• _Written instruction_:
Rewrite all lines of the data below, replacing "instance" with "object" and leaving everything else unchanged. Leave the pictures out of your output.

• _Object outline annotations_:
****************

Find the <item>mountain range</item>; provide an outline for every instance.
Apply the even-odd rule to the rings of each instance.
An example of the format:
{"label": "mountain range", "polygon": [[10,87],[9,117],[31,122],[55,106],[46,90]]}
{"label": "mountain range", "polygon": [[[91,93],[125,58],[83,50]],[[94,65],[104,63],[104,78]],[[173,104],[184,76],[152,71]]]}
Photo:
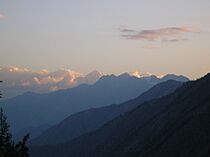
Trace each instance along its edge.
{"label": "mountain range", "polygon": [[141,103],[159,98],[173,92],[182,82],[168,80],[153,86],[135,99],[122,104],[113,104],[100,108],[91,108],[73,114],[50,127],[40,136],[30,142],[31,145],[49,145],[69,141],[87,132],[96,130],[115,117],[132,110]]}
{"label": "mountain range", "polygon": [[162,78],[137,78],[128,73],[107,75],[92,85],[82,84],[45,94],[27,92],[3,101],[1,106],[8,115],[12,131],[21,132],[41,125],[54,125],[71,114],[89,108],[122,103],[168,79],[188,80],[184,76],[176,75]]}
{"label": "mountain range", "polygon": [[32,157],[208,157],[210,74],[119,115],[99,129]]}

****************

• _Output_:
Find the <item>mountain range</item>; provide an outline for every object.
Apply the even-odd rule to the rings of each object.
An example of the format:
{"label": "mountain range", "polygon": [[10,87],[9,117],[31,122],[55,106],[46,90]]}
{"label": "mountain range", "polygon": [[[91,93],[125,58],[83,50]],[[94,65],[104,63],[104,78]],[[173,104],[184,76],[152,71]]]}
Photo:
Trace each object along its edge.
{"label": "mountain range", "polygon": [[141,103],[159,98],[173,92],[182,82],[168,80],[153,86],[135,99],[122,104],[113,104],[100,108],[91,108],[73,114],[50,127],[40,136],[30,142],[31,145],[49,145],[69,141],[87,132],[96,130],[115,117],[132,110]]}
{"label": "mountain range", "polygon": [[162,78],[137,78],[128,73],[107,75],[92,85],[82,84],[45,94],[27,92],[3,101],[1,106],[8,115],[12,131],[21,132],[41,125],[54,125],[71,114],[89,108],[122,103],[168,79],[188,80],[184,76],[176,75]]}
{"label": "mountain range", "polygon": [[32,157],[208,157],[210,74],[119,115],[99,129]]}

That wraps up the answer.